### Quoted passage
- - - - -

CXREFRESH revolves around the notion of a “Customer Experience (CX) Mindset.” High-end hospitality companies have owned the CX space for years because they maintain this mindset that every touch point they have with a customer has to be excellent. They want customers to leave their hotel or restaurant feeling like “wow – that was an amazing thing that I just experienced.”

Here’s the secret though – high-end hospitality’s mindset can (and should) be applied to every industry – it’s the way of the future.

Insist on a great experience

We work with a variety of companies in many industries at CXREFRESH, and we’re seeing that the companies thriving in their given sectors are the ones who have a mindset that “our customer is someone who must have a great experience.”

Whether that somebody is visiting a retail bank; having a field service agent visit their home to perform utility service, or even if that somebody is a patient on medication for a rare disease that requires additional support services from a case manager. What’s it like to walk into that retail bank; to have that field service visit the home; to experience that specialized drug?

- - - - -

### Provided data

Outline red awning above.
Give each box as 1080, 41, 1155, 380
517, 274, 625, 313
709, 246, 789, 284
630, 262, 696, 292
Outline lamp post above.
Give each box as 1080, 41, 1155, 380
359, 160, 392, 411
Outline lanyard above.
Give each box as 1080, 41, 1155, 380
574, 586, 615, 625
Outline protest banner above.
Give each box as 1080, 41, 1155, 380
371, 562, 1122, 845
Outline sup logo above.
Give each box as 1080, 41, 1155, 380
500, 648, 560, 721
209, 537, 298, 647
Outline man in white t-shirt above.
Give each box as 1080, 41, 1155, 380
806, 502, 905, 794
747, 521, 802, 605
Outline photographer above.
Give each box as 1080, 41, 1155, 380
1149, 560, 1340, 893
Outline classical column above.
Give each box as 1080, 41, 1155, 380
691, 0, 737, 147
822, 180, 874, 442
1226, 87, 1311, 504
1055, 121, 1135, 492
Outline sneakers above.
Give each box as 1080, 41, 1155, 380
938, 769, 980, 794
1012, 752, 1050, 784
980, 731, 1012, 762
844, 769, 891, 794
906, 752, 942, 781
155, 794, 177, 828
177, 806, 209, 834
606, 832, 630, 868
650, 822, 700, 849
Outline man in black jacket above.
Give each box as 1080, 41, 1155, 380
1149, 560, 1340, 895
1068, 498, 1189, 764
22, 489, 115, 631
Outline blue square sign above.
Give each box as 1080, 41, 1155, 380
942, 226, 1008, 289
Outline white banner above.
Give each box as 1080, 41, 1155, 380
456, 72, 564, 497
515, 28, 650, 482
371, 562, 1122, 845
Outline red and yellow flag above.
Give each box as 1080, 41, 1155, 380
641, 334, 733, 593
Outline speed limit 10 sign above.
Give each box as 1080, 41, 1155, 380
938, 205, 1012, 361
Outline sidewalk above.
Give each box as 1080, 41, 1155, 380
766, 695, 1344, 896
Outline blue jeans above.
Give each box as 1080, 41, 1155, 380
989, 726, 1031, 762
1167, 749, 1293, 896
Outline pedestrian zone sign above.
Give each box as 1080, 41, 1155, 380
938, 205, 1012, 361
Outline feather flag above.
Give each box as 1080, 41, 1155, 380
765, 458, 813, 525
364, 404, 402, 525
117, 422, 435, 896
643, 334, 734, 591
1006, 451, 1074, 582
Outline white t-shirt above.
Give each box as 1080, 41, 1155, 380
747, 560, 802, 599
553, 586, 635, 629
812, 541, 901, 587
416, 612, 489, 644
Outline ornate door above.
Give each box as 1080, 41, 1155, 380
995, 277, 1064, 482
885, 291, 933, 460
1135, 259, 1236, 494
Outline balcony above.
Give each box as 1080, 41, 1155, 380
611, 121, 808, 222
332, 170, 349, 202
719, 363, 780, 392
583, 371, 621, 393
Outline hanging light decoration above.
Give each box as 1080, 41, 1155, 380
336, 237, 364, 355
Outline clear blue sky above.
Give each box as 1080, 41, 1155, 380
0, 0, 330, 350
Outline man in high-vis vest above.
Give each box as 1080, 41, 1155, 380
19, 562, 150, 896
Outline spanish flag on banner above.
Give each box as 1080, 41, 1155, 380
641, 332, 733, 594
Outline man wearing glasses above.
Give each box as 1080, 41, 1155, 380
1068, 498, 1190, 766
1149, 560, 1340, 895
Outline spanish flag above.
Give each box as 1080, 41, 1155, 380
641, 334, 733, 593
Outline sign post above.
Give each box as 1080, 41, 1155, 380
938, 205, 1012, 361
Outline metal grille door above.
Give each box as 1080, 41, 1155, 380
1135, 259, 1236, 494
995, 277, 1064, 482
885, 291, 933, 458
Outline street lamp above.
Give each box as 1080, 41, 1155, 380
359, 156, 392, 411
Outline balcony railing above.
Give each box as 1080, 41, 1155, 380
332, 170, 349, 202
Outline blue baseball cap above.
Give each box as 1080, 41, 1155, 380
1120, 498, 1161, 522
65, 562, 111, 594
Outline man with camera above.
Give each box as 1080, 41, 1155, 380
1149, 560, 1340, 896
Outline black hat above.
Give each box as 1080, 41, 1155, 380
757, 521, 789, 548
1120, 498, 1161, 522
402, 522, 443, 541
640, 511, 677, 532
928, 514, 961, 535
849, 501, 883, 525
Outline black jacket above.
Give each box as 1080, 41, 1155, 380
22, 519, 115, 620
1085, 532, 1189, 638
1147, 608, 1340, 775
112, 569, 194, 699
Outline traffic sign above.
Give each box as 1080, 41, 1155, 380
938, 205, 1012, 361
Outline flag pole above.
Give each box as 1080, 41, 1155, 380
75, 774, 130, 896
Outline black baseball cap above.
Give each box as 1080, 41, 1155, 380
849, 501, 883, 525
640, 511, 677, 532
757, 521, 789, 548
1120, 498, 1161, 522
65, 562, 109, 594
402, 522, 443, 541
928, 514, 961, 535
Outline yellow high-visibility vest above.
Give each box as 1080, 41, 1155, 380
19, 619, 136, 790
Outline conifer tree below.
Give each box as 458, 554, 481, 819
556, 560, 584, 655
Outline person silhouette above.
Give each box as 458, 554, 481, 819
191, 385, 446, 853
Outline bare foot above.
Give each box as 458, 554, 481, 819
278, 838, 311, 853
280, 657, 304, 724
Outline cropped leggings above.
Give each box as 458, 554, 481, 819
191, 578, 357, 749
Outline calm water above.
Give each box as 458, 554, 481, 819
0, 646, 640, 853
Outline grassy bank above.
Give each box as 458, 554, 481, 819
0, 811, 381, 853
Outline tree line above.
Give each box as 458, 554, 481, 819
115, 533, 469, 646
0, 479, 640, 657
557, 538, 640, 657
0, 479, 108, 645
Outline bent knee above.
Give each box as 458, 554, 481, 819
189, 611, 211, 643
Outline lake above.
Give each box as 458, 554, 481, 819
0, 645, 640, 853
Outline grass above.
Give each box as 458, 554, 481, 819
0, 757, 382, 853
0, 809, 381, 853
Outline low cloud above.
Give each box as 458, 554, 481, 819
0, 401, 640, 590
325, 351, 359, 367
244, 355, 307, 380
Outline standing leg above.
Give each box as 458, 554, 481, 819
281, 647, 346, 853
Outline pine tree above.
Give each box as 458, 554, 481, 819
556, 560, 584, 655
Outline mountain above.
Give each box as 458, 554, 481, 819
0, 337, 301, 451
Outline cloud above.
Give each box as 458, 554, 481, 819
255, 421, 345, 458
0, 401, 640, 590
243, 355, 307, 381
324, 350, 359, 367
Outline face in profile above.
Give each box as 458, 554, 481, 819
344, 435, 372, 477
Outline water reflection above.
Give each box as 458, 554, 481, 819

- - - - -

### Problem requirements
In the customer experience text, why have high-end hospitality companies owned the CX space for years? The records come from a separate source.

### Reply to the exercise
They hold the mindset that every touch point they have with a customer has to be excellent.